**Problem 1:**
Kayıtlarda "Trace the outline of every instance of the green" ifadesinin geçtiği satırdan başlayıp "POLYGON ((114 105, 118" ifadesinin geçtiği satırda bitecek şekilde bu iki satırı ve aralarındaki satırları, boş satırları atlayarak Markdown tablosuna dökün. Tablonun sütunları "Sıra" ve "Satır" olsun.

Dijital Dönüşümün Önündeki Engeller
Önümüzdeki birkaç yıl içinde dijital dönüşümün neredeyse tüm sektörlerdeki işletmelerin en önemli stratejik iş önceliği olması bekleniyor.
Dijital dönüşüm, kuruluşunuza, yeni dijital süreçlerin ve araçların kullanımı yoluyla işinizin yürütülme şeklini yeniden tasarlama fırsatı sunar. Ancak dijital dönüşüm sürecinin her aşamasında yüzleşmeniz gereken zorluklar var.
Dijital dönüşüm zorlukları, her zaman doğrudan teknolojik kaygılar veya teknik engellerle ilgili değildir. Bunlar insan merkezli sorunları, organizasyon yapılarını ve diğer teknoloji dışı faktörleri de içerir. Bunların üstesinden gelmenin en iyi yolu, hangi spesifik sorunların işletmenizi etkilediğini belirlemek ve değerlendirmektir.
Silo Halinde Karar Verme
Organizasyonel silolar dijital dönüşümü olumsuz etkileyebilir. Strateji oluşturmadan uygulamaya kadar dönüşümün neredeyse her alanında engel teşkil ederler.
Silolar, her ekip veya departman kendi sorunlarını çözmeye ve kendi hedeflerine ulaşmaya odaklandığından, karar verme sürecinin kopuk olmasına yol açar. Sorun, her ekibi ortak bir iş hedefine doğru yönlendiren birleşik bir vizyon eksikliğinden kaynaklanmaktadır. Bu daha sonra verimliliği kısıtlar ve kuruluş içindeki yenilikçiliği engeller.
Güncelliğini Yitirmiş Eski Sistemlere Aşırı Bağımlılık
Bazı işletmeler "kullanışlı" modası geçmiş eski sistemlerinden ayrılmaya ve bunları daha güncel çözümlerle değiştirmeye hazır değil. Bu işletmeler, yeni teknolojilerin yüksek maliyetlerine atıfta bulunurlar ve mevcut sistemlerini geliştirmenin ve sürdürmenin daha ekonomik olacağına inanırlar.

**Problem 2:**
Dijital dönüşümün engelleri üzerine olan metne göre aşağıdaki ifadeler doğru mu? Her biri için evet ya da hayır deyin ve bunu gösteren sözleri metinden aynen alıntılayın.
(a) Dijital dönüşüm zorlukları her zaman teknik engellerle ilgilidir.
(b) Silolar, karar verme sürecinin kopuk olmasına neden olur.
(c) Bazı işletmeler, mevcut sistemlerini sürdürmenin daha ekonomik olacağını düşünür.

**Gösterilen kayıtlar:**
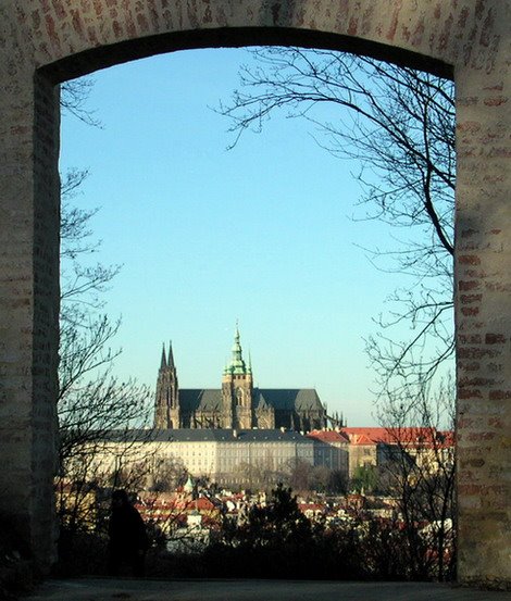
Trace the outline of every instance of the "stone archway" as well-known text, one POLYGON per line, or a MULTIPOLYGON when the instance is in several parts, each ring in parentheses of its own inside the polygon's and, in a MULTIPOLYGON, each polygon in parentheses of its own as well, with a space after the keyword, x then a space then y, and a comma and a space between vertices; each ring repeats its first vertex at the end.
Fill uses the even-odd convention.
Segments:
POLYGON ((55 84, 182 48, 296 43, 454 75, 459 578, 509 585, 510 22, 509 0, 3 0, 0 512, 41 569, 54 548, 55 84))

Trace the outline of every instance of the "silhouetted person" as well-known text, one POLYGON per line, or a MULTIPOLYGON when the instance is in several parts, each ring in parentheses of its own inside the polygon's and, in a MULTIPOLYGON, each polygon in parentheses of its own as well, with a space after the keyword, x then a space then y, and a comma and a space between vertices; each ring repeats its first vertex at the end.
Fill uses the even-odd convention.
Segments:
POLYGON ((121 565, 127 564, 134 576, 144 576, 148 548, 146 525, 125 490, 112 493, 109 536, 109 573, 117 576, 121 565))

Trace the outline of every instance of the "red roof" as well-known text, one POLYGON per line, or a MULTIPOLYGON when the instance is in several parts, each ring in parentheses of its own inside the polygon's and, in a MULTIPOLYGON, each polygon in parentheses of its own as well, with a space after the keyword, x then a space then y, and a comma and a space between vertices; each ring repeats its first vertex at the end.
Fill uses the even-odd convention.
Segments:
POLYGON ((344 431, 337 430, 312 430, 307 436, 323 442, 349 442, 348 436, 344 431))
POLYGON ((436 428, 402 427, 402 428, 342 428, 351 445, 387 445, 426 446, 436 443, 440 447, 453 445, 454 433, 440 431, 436 428))

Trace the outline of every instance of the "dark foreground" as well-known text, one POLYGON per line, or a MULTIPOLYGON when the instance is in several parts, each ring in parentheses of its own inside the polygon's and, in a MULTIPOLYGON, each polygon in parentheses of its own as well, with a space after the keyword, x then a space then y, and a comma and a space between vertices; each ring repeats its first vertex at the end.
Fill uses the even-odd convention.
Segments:
POLYGON ((511 601, 511 592, 431 583, 50 580, 26 601, 511 601))

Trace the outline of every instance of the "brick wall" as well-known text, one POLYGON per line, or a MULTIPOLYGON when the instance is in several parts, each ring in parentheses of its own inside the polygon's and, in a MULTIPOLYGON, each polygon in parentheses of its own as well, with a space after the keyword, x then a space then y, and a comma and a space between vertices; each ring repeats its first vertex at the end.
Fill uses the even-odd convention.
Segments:
POLYGON ((49 82, 179 48, 273 42, 456 76, 459 577, 511 581, 510 13, 509 0, 1 2, 0 510, 42 568, 53 537, 59 296, 49 82))

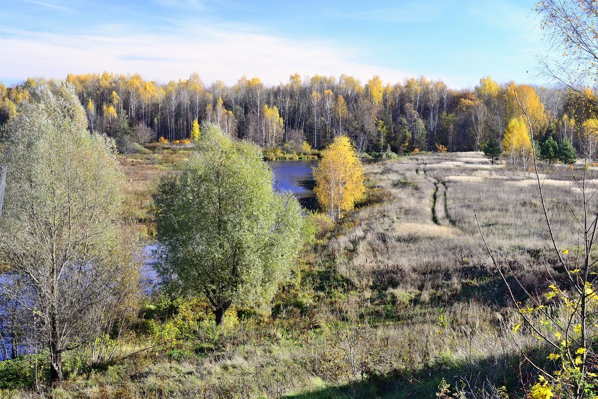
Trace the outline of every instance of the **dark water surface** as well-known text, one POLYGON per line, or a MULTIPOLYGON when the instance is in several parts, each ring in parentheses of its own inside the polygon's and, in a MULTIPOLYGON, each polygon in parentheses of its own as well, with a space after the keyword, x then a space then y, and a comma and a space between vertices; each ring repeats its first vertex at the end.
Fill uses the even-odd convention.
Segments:
POLYGON ((274 173, 274 187, 280 191, 291 191, 304 208, 310 211, 318 208, 313 193, 315 182, 312 167, 318 165, 318 160, 300 159, 288 161, 270 161, 268 165, 274 173))

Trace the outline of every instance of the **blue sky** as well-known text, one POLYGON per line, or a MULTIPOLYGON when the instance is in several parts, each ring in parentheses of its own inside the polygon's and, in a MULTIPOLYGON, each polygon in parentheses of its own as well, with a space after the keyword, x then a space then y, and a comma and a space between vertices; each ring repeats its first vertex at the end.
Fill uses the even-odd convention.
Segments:
POLYGON ((140 73, 206 83, 291 74, 534 83, 533 1, 0 0, 0 81, 140 73), (528 72, 529 71, 529 72, 528 72))

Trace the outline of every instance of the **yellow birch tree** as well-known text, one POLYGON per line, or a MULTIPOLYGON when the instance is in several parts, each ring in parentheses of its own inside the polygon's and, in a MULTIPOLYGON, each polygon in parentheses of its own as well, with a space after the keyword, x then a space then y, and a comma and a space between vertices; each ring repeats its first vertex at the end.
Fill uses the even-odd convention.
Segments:
POLYGON ((346 136, 337 137, 322 151, 313 176, 318 200, 334 221, 342 211, 352 209, 365 191, 361 160, 346 136))
POLYGON ((509 121, 502 139, 502 149, 510 154, 511 163, 520 162, 525 167, 526 162, 532 154, 532 141, 523 117, 512 118, 509 121))
POLYGON ((193 124, 191 127, 191 141, 197 142, 199 141, 199 138, 200 136, 200 133, 199 132, 199 123, 197 123, 197 119, 193 120, 193 124))

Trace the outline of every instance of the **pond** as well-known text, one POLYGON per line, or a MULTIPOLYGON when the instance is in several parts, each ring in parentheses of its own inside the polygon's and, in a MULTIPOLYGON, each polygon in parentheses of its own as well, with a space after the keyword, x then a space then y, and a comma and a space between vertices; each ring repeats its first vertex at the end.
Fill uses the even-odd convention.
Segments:
POLYGON ((312 167, 318 165, 318 160, 270 161, 268 165, 274 173, 274 187, 276 190, 291 191, 301 206, 307 209, 317 208, 312 167))

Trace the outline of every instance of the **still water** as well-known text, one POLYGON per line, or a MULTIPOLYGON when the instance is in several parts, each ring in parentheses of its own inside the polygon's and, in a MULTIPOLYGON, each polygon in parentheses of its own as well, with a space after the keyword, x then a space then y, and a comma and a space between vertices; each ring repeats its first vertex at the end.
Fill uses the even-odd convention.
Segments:
POLYGON ((273 184, 276 190, 291 191, 304 208, 316 209, 318 202, 313 193, 315 182, 312 167, 318 165, 318 160, 270 161, 268 165, 274 173, 273 184))

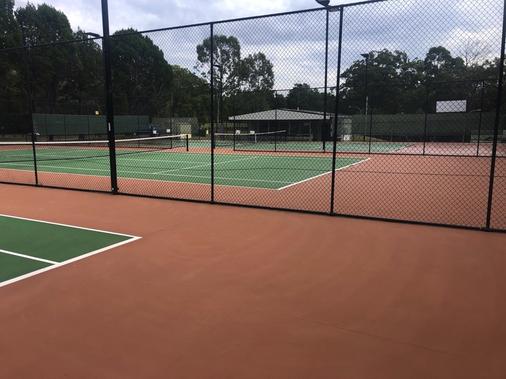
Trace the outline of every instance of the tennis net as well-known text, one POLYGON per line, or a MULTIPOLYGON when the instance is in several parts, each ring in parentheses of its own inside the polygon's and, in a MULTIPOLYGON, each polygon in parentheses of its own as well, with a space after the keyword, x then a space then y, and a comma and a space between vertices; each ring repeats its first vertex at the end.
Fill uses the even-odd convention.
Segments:
MULTIPOLYGON (((188 134, 116 139, 116 155, 138 154, 172 149, 188 151, 188 134)), ((77 160, 108 157, 107 140, 0 141, 0 164, 77 160)))
POLYGON ((275 144, 286 142, 286 131, 279 130, 265 133, 237 134, 234 133, 215 133, 216 147, 233 147, 249 146, 256 144, 275 144))

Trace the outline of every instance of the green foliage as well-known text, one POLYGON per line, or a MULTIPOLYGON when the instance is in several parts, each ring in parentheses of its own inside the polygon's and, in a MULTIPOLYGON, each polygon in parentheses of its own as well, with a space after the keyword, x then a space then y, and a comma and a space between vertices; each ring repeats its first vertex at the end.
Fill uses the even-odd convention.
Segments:
POLYGON ((298 83, 286 96, 286 106, 290 109, 323 112, 323 93, 306 83, 298 83))
MULTIPOLYGON (((241 45, 233 36, 215 35, 213 45, 213 64, 221 66, 216 68, 214 80, 219 83, 220 75, 223 80, 224 92, 230 94, 239 87, 240 82, 241 45)), ((210 80, 211 75, 211 40, 205 38, 197 45, 197 60, 198 63, 195 68, 200 71, 202 76, 210 80)))
POLYGON ((172 68, 174 80, 168 105, 172 116, 197 117, 200 123, 208 122, 210 95, 207 82, 188 69, 177 65, 172 68))
MULTIPOLYGON (((481 99, 482 81, 465 81, 496 77, 497 67, 484 60, 484 49, 479 43, 468 42, 462 58, 435 46, 423 60, 410 60, 399 51, 370 52, 367 67, 365 59, 357 60, 341 75, 342 113, 356 113, 354 107, 365 113, 366 75, 368 113, 432 113, 438 101, 466 99, 470 109, 479 108, 474 99, 481 99)), ((491 103, 487 109, 491 106, 491 103)))
POLYGON ((114 105, 118 115, 158 114, 171 94, 172 68, 147 36, 132 29, 116 32, 111 41, 114 105))

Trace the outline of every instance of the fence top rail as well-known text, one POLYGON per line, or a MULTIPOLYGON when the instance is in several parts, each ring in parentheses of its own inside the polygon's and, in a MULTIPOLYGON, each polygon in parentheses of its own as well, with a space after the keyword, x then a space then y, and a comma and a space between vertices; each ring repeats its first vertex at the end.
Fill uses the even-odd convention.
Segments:
MULTIPOLYGON (((277 17, 280 16, 286 16, 287 15, 294 15, 301 13, 308 13, 313 12, 321 12, 325 10, 328 10, 329 11, 330 10, 335 10, 335 11, 338 11, 342 8, 344 8, 354 7, 359 5, 362 5, 364 4, 373 4, 375 3, 384 3, 387 1, 389 1, 389 0, 368 0, 367 1, 359 2, 357 3, 352 3, 350 4, 342 4, 341 5, 331 6, 323 8, 312 8, 310 9, 305 9, 300 11, 291 11, 290 12, 281 12, 279 13, 273 13, 269 15, 261 15, 260 16, 250 16, 249 17, 241 17, 236 19, 230 19, 229 20, 223 20, 219 21, 211 21, 209 22, 202 22, 198 24, 191 24, 189 25, 181 25, 179 26, 172 26, 167 28, 160 28, 159 29, 153 29, 149 30, 143 30, 142 31, 131 32, 130 33, 125 33, 121 34, 113 34, 112 35, 109 36, 109 38, 111 39, 114 39, 114 37, 115 36, 124 36, 134 34, 144 34, 145 33, 153 33, 155 32, 164 31, 166 30, 172 30, 178 29, 184 29, 185 28, 196 27, 198 26, 205 26, 206 25, 210 26, 211 25, 225 24, 229 22, 236 22, 237 21, 246 21, 248 20, 255 20, 257 19, 277 17)), ((4 52, 8 52, 13 50, 19 50, 24 49, 29 49, 31 48, 38 48, 38 47, 44 47, 45 46, 52 46, 54 45, 64 44, 65 43, 69 43, 72 42, 84 42, 86 41, 90 41, 95 39, 103 39, 103 38, 104 37, 101 36, 99 37, 90 36, 90 38, 83 38, 81 39, 71 39, 68 41, 59 41, 58 42, 53 42, 49 43, 41 43, 40 44, 36 44, 36 45, 25 45, 23 46, 18 46, 15 48, 9 48, 8 49, 1 49, 0 50, 0 53, 3 53, 4 52)))

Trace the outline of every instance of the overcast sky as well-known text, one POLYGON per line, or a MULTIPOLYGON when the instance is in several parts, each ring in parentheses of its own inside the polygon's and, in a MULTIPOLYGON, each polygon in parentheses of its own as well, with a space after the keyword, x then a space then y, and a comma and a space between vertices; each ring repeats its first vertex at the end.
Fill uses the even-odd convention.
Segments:
MULTIPOLYGON (((15 9, 27 2, 15 0, 15 9)), ((348 3, 354 2, 348 1, 348 3)), ((100 0, 32 0, 63 12, 72 29, 102 33, 100 0)), ((345 4, 333 0, 331 5, 345 4)), ((111 33, 123 28, 148 30, 319 8, 314 0, 109 0, 111 33)))
MULTIPOLYGON (((74 30, 102 34, 100 0, 33 0, 61 10, 74 30)), ((331 0, 331 5, 356 1, 331 0)), ((109 0, 111 33, 208 23, 273 13, 320 9, 314 0, 109 0)), ((343 23, 342 72, 360 54, 386 49, 423 59, 432 47, 443 46, 462 56, 467 43, 480 42, 488 56, 500 53, 502 0, 389 0, 347 8, 343 23)), ((15 8, 26 2, 16 0, 15 8)), ((217 24, 215 34, 236 36, 242 58, 259 52, 274 66, 275 89, 296 83, 323 87, 325 12, 321 11, 217 24)), ((329 13, 328 85, 336 82, 339 13, 329 13)), ((209 27, 150 33, 171 64, 194 71, 196 46, 209 27)), ((194 71, 196 73, 196 71, 194 71)))

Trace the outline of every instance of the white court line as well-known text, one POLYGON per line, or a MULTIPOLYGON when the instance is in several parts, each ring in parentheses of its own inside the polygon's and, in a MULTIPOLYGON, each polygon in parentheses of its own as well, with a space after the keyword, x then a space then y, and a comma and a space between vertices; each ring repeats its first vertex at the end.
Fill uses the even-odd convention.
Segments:
MULTIPOLYGON (((402 150, 403 149, 405 149, 406 148, 409 148, 410 146, 412 146, 414 144, 410 144, 409 145, 407 145, 403 146, 402 148, 399 148, 399 149, 396 149, 395 150, 390 150, 390 151, 386 152, 387 153, 393 153, 394 152, 397 151, 398 150, 402 150)), ((381 152, 380 152, 381 153, 381 152)))
MULTIPOLYGON (((247 161, 248 159, 254 159, 256 158, 258 158, 258 157, 250 157, 249 158, 244 158, 244 159, 234 159, 234 160, 232 160, 232 161, 225 161, 225 162, 216 162, 214 164, 214 165, 216 166, 216 165, 222 164, 223 163, 231 163, 232 162, 239 162, 240 161, 247 161)), ((193 169, 193 168, 198 168, 199 167, 205 167, 207 166, 210 166, 212 165, 211 163, 206 163, 205 164, 204 164, 204 165, 200 165, 200 166, 195 166, 192 167, 181 167, 181 168, 175 168, 175 169, 174 169, 173 170, 166 170, 166 171, 160 171, 159 172, 153 172, 153 174, 163 174, 163 173, 165 173, 165 172, 172 172, 173 171, 180 171, 180 170, 190 170, 190 169, 193 169)))
POLYGON ((68 227, 74 228, 74 229, 82 229, 85 230, 91 230, 92 231, 100 231, 102 233, 107 233, 110 234, 116 234, 116 235, 123 235, 125 237, 131 237, 132 238, 139 239, 140 237, 137 237, 135 235, 130 235, 130 234, 124 234, 121 233, 115 233, 113 231, 107 231, 106 230, 101 230, 98 229, 90 229, 90 228, 84 228, 81 226, 75 226, 73 225, 67 225, 66 224, 59 224, 57 222, 51 222, 50 221, 45 221, 41 220, 35 220, 33 218, 25 218, 25 217, 18 217, 16 216, 10 216, 6 214, 0 214, 0 216, 4 217, 11 217, 11 218, 18 218, 20 220, 26 220, 27 221, 33 221, 37 222, 42 222, 45 224, 51 224, 51 225, 59 225, 60 226, 68 226, 68 227))
POLYGON ((30 255, 25 255, 24 254, 20 254, 18 253, 13 253, 12 251, 8 251, 7 250, 3 250, 0 249, 0 253, 5 253, 6 254, 10 254, 11 255, 15 255, 17 257, 21 257, 22 258, 26 258, 28 259, 33 259, 34 261, 40 261, 40 262, 45 262, 46 263, 51 263, 51 264, 56 264, 58 262, 54 262, 53 261, 49 261, 47 259, 43 259, 41 258, 37 258, 36 257, 32 257, 30 255))
MULTIPOLYGON (((348 165, 348 166, 345 166, 344 167, 340 167, 339 168, 336 168, 336 169, 335 169, 335 171, 339 171, 340 170, 342 170, 343 168, 347 168, 348 167, 351 167, 352 166, 355 166, 356 164, 358 164, 359 163, 361 163, 363 162, 365 162, 366 161, 368 161, 369 159, 370 159, 370 158, 367 158, 366 159, 364 159, 363 161, 360 161, 360 162, 356 162, 355 163, 353 163, 353 164, 352 164, 351 165, 348 165)), ((288 188, 288 187, 291 187, 292 185, 295 185, 296 184, 300 184, 301 183, 304 183, 305 181, 307 181, 308 180, 312 180, 313 179, 315 179, 316 178, 319 177, 320 176, 323 176, 324 175, 327 175, 327 174, 331 174, 331 173, 332 173, 332 171, 328 171, 328 172, 325 172, 325 173, 324 173, 323 174, 320 174, 320 175, 317 175, 316 176, 313 176, 312 178, 309 178, 309 179, 305 179, 304 180, 301 180, 300 181, 298 181, 297 183, 292 183, 291 184, 289 184, 288 185, 285 185, 285 186, 281 187, 281 188, 277 188, 277 190, 276 191, 279 191, 280 190, 284 190, 285 188, 288 188)))
MULTIPOLYGON (((37 221, 37 220, 36 220, 35 221, 37 221)), ((42 222, 44 222, 44 221, 42 221, 42 222)), ((49 222, 48 223, 51 224, 51 223, 53 223, 49 222)), ((56 225, 62 225, 62 224, 56 224, 56 225)), ((71 225, 65 225, 65 226, 70 226, 71 225)), ((75 227, 78 227, 76 226, 75 227)), ((86 228, 80 228, 80 229, 86 229, 86 228)), ((88 230, 94 230, 94 229, 88 229, 88 230)), ((99 230, 99 231, 101 231, 101 230, 99 230)), ((105 233, 112 233, 112 232, 109 232, 109 231, 106 231, 106 232, 105 232, 105 233)), ((119 234, 119 233, 112 233, 112 234, 119 234)), ((119 235, 127 235, 127 234, 119 234, 119 235)), ((102 252, 105 251, 106 250, 108 250, 110 249, 113 249, 114 248, 117 247, 118 246, 121 246, 122 245, 124 245, 125 244, 128 244, 128 243, 129 243, 130 242, 132 242, 133 241, 137 241, 137 240, 139 240, 141 238, 141 237, 133 237, 133 238, 132 239, 130 239, 130 240, 127 240, 126 241, 122 241, 121 242, 118 242, 117 244, 114 244, 114 245, 110 245, 110 246, 107 246, 106 247, 103 248, 102 249, 100 249, 98 250, 95 250, 95 251, 92 251, 92 252, 91 252, 90 253, 87 253, 86 254, 83 254, 83 255, 79 255, 78 257, 76 257, 75 258, 72 258, 71 259, 69 259, 69 260, 66 260, 66 261, 64 261, 63 262, 61 262, 59 263, 56 263, 56 264, 54 264, 53 266, 50 266, 47 267, 45 267, 44 268, 41 268, 40 270, 37 270, 36 271, 33 271, 32 272, 29 272, 29 273, 28 273, 27 274, 25 274, 25 275, 21 275, 21 276, 18 276, 17 277, 15 277, 15 278, 14 278, 13 279, 9 279, 8 280, 6 280, 5 281, 3 281, 2 282, 0 282, 0 287, 3 287, 4 286, 7 286, 7 285, 9 285, 9 284, 11 284, 12 283, 14 283, 15 282, 16 282, 16 281, 19 281, 19 280, 23 280, 23 279, 26 279, 26 278, 30 277, 30 276, 33 276, 34 275, 37 275, 37 274, 41 273, 43 272, 45 272, 46 271, 49 271, 50 270, 53 270, 53 269, 54 269, 55 268, 56 268, 57 267, 61 267, 61 266, 64 266, 66 264, 68 264, 69 263, 71 263, 73 262, 75 262, 76 261, 78 261, 80 259, 82 259, 85 258, 88 258, 88 257, 90 257, 92 255, 95 255, 95 254, 98 254, 99 253, 102 253, 102 252)))

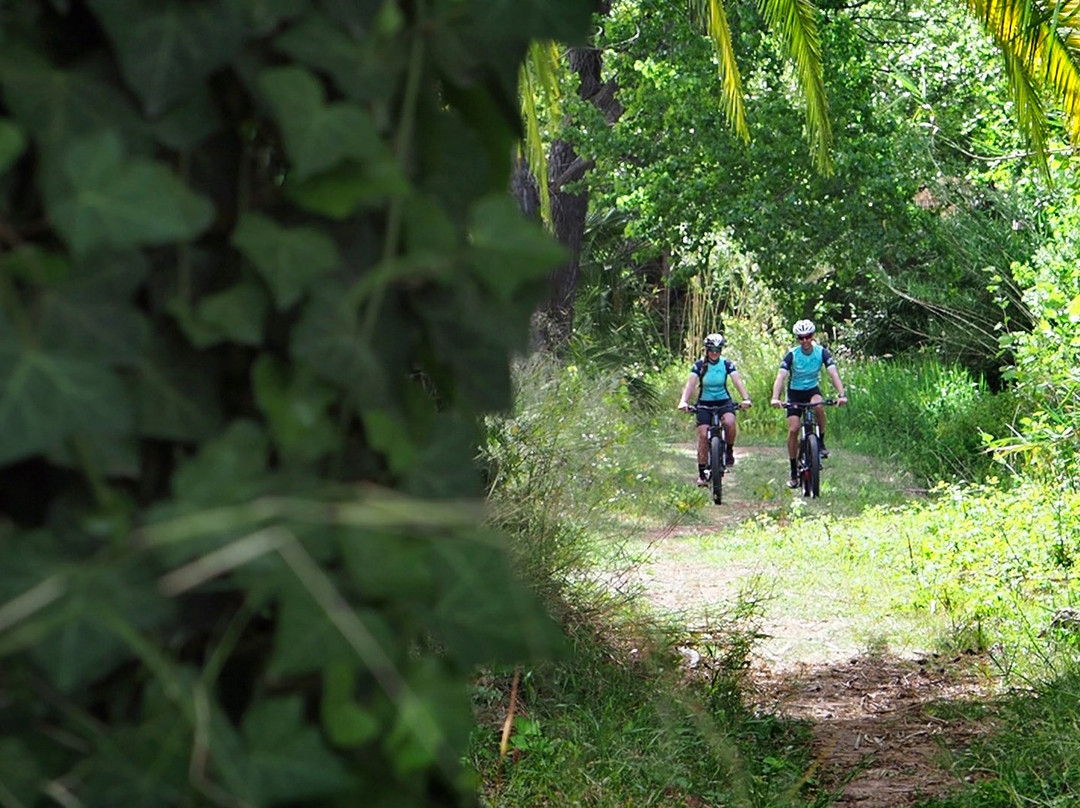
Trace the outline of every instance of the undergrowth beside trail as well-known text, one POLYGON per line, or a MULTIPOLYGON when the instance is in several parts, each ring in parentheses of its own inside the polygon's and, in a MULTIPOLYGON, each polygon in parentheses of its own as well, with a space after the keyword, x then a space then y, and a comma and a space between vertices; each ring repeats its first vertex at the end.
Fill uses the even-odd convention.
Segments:
MULTIPOLYGON (((686 473, 658 460, 672 442, 691 440, 688 419, 674 412, 685 373, 600 374, 535 359, 518 367, 515 410, 489 421, 483 460, 492 520, 512 529, 519 568, 545 593, 571 641, 568 658, 517 672, 501 749, 514 672, 487 671, 476 685, 470 757, 492 808, 829 802, 806 777, 806 728, 745 705, 743 677, 760 615, 733 604, 729 619, 711 627, 713 647, 727 650, 688 676, 679 650, 686 625, 663 622, 622 585, 642 563, 646 529, 693 522, 713 508, 686 473), (643 389, 650 394, 643 398, 643 389)), ((753 369, 755 399, 764 400, 764 376, 753 369)), ((990 464, 983 442, 1007 429, 993 418, 1014 405, 987 401, 985 389, 957 372, 849 362, 845 378, 854 388, 852 406, 829 414, 840 459, 862 452, 977 482, 881 504, 880 491, 846 488, 838 464, 829 472, 835 507, 829 499, 789 511, 762 504, 756 519, 726 533, 717 551, 761 564, 774 556, 782 574, 806 585, 804 608, 828 592, 831 608, 859 610, 872 623, 901 616, 904 631, 914 632, 882 634, 887 623, 878 619, 863 635, 867 651, 903 641, 986 655, 1015 696, 1003 699, 1002 730, 957 762, 958 771, 982 772, 974 779, 983 784, 950 798, 949 808, 1013 805, 1007 793, 1030 795, 1031 805, 1068 804, 1053 799, 1080 793, 1080 766, 1061 769, 1063 744, 1077 745, 1080 709, 1077 699, 1057 697, 1057 713, 1045 705, 1051 693, 1078 689, 1080 583, 1072 570, 1080 494, 1054 479, 981 476, 983 469, 1008 473, 990 464), (894 443, 882 426, 890 418, 921 437, 894 443), (1075 623, 1069 609, 1077 610, 1075 623), (1040 770, 1055 773, 1037 777, 1040 770)), ((775 410, 752 410, 740 426, 742 445, 781 445, 775 410)), ((766 595, 744 596, 778 607, 766 595)))

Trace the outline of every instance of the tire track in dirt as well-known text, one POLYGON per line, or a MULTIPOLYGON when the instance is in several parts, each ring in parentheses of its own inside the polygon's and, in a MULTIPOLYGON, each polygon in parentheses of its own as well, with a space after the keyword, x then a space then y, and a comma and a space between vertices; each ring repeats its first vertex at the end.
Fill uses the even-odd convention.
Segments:
MULTIPOLYGON (((782 449, 740 447, 735 454, 740 461, 754 455, 781 468, 785 461, 782 449)), ((760 508, 739 490, 738 470, 737 463, 725 504, 711 507, 704 524, 646 537, 650 557, 635 577, 658 610, 693 621, 702 604, 719 611, 733 604, 754 576, 782 577, 783 570, 774 569, 717 569, 700 558, 702 536, 753 517, 760 508)), ((808 780, 836 794, 833 805, 841 808, 901 808, 963 785, 949 768, 949 753, 993 728, 980 709, 995 691, 988 660, 867 654, 855 637, 843 639, 843 625, 828 622, 766 616, 745 683, 754 709, 810 728, 814 763, 808 780)), ((688 624, 688 636, 694 632, 688 624)), ((693 642, 687 643, 688 665, 707 664, 693 642)))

**Sonuç 1:**
| Sıra | Satır |
|---|---|
| 1 | Trace the outline of every instance of the green foliage as well-known text, one POLYGON per line, or a MULTIPOLYGON when the instance is in several parts, each ring in parentheses of its own inside the polygon's and, in a MULTIPOLYGON, each polygon in parentheses of its own as well, with a space after the keyword, x then a space then y, and a comma and a space between vertices; each ring repeats its first vertex at the end. |
| 2 | Fill uses the even-odd convention. |
| 3 | Segments: |
| 4 | POLYGON ((298 83, 286 96, 286 106, 290 109, 323 112, 323 93, 306 83, 298 83)) |
| 5 | MULTIPOLYGON (((241 45, 233 36, 215 35, 213 45, 213 64, 221 66, 216 68, 214 80, 219 83, 220 75, 223 80, 224 92, 230 94, 239 87, 240 82, 241 45)), ((210 80, 211 75, 211 40, 205 38, 197 45, 197 60, 198 63, 195 68, 200 71, 202 76, 210 80))) |
| 6 | POLYGON ((172 68, 174 80, 168 105, 172 116, 197 117, 200 123, 208 122, 210 95, 207 82, 188 69, 177 65, 172 68)) |
| 7 | MULTIPOLYGON (((481 99, 482 81, 465 81, 496 77, 497 67, 484 60, 484 49, 479 43, 468 42, 462 58, 435 46, 423 60, 410 60, 399 51, 370 52, 367 67, 365 59, 357 60, 341 75, 342 113, 356 113, 354 107, 365 113, 366 75, 368 113, 432 113, 438 101, 466 99, 470 109, 479 108, 474 99, 481 99)), ((491 103, 487 109, 491 106, 491 103))) |
| 8 | POLYGON ((114 105, 118 115, 158 114, 171 94, 172 68, 147 36, 132 29, 116 32, 111 41, 114 105)) |

**Sonuç 2:**
(a) Hayır: "Dijital dönüşüm zorlukları, her zaman doğrudan teknolojik kaygılar veya teknik engellerle ilgili değildir."
(b) Evet: "Silolar, her ekip veya departman kendi sorunlarını çözmeye ve kendi hedeflerine ulaşmaya odaklandığından, karar verme sürecinin kopuk olmasına yol açar."
(c) Evet: "mevcut sistemlerini geliştirmenin ve sürdürmenin daha ekonomik olacağına inanırlar"